_CONSIGNES_:
(1) Réécrivez le passage du texte sur Turgot allant de « Néanmoins, le travail » jusqu'à « le travail agricole. » inclus, en remplaçant « laboureur » par « paysan ».
(2) Répondez aux questions suivantes d'après le texte sur Turgot.
(a) Quel nom Turgot donne-t-il à la classe des artisans ?
(b) Comment Turgot nomme-t-il la classe des propriétaires ?
(c) De quoi vit la classe des capitalistes ?
(3) Poursuivez le texte sur Turgot à partir de l'endroit où il s'arrête.

_SECTION DU TEXTE_:
Néanmoins, le travail du laboureur par exemple, produit davantage que son salaire, alors que le salaire d’un ouvrier va dépendre du marché, ce qui l’amène parfois à n’avoir qu’un salaire de subsistance. Cela amène Turgot à considérer que le travail agricole est supérieur sur les autres formes de travail et à voir l’unique source de la richesse dans le travail agricole.

C’est à partir de cette analyse qu’il propose une première division de la société en deux classes distinctes. D’une part, il y a la classe productrice qui correspond à celle des cultivateurs, et d’autre part, la classe stipendiée qui correspond à celle des artisans. Ces deux classes, grâce à leur travail, contribuent à la création et à la circulation de la richesse de la nation. Cependant, selon lui, les cultivateurs peuvent se passer des artisans, alors que ces derniers dépendent du travail des premiers pour produire.

Turgot propose alors d’ajouter la classe des propriétaires qu’il nomme de classe disponible. Cette classe n’a pas besoin de travailler pour subvenir à ses besoins, car elle possède des moyens qui l’en dispensent. Cela lui permet d’être disponible afin d’assurer des services non rémunérés comme de l’administration par exemple.

Concrètement, il y a d’une part, les deux classes laborieuses qui vivent de leur travail, et de l’autre, la classe oisive qui n’a pas besoin de travailler pour subvenir à ses besoins. Cela amène Turgot à considérer que c’est le travail qui est le critère d’identification des classes sociales.

Turgot rajoute à son raisonnement une nouvelle classe qui n’a pas non plus besoin de travailler pour vivre, car elle vit de métaux précieux (d’argent et d’or) et de son capital. C’est la classe des capitalistes qui vit de ses capitaux. Ces capitaux en question viennent d’une accumulation et sont mis à la disposition de la culture et des entrepreneurs de commerce ou de manufactures. Il y a donc ceux qui fabriquent et ceux qui achètent pour vendre.

_BLOC DE DONNÉES_:
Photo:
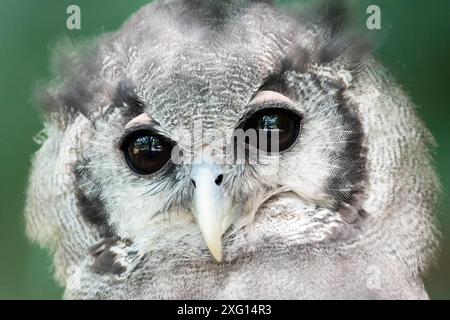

_CORRIGÉ DE L'EXERCICE_:
(1)
Néanmoins, le travail du paysan par exemple, produit davantage que son salaire, alors que le salaire d’un ouvrier va dépendre du marché, ce qui l’amène parfois à n’avoir qu’un salaire de subsistance. Cela amène Turgot à considérer que le travail agricole est supérieur sur les autres formes de travail et à voir l’unique source de la richesse dans le travail agricole.

(2)
(a) Turgot appelle la classe des artisans la classe stipendiée.
(b) Turgot nomme la classe des propriétaires la classe disponible.
(c) La classe des capitalistes vit de métaux précieux (d'argent et d'or) et de son capital.

(3)
À partir de cela, Turgot a identifié, de manière précise, comment la circulation de la monnaie permet d’assurer la production, les échanges, la répartition des revenus et la consommation

Il compare la circulation monétaire à la circulation sanguine d’un corps humain. Selon lui, la circulation monétaire permet aux dépenses de se réaliser. Il considère alors que tout prélèvement perturbe la circulation.

Le capital se trouve être le facteur complémentaire au travail qui permet à la richesse de se multiplier. Pour Turgot, il faut donc favoriser la multiplication du capital, peu importe qu’il vienne de l’agriculture, des manufactures, du commerce ou encore de la finance.

À l’inverse de ce que pensaient les scolastiques lors du Moyen-Âge sur le prêt à intérêt, Turgot estime que la monnaie en elle-même ne produit rien, mais grâce à son prêt, une activité apparaît et existe. Cette activité peut être risquée ce qui l’amène à considérer que l’intérêt ne fait, au final, que rémunérer le risque encouru par le prêteur.

Il ajoute alors à son raisonnement la classe industrieuse qui correspond, pour lui, à toutes les classes qui travaillent, excepté celle de l’agriculture.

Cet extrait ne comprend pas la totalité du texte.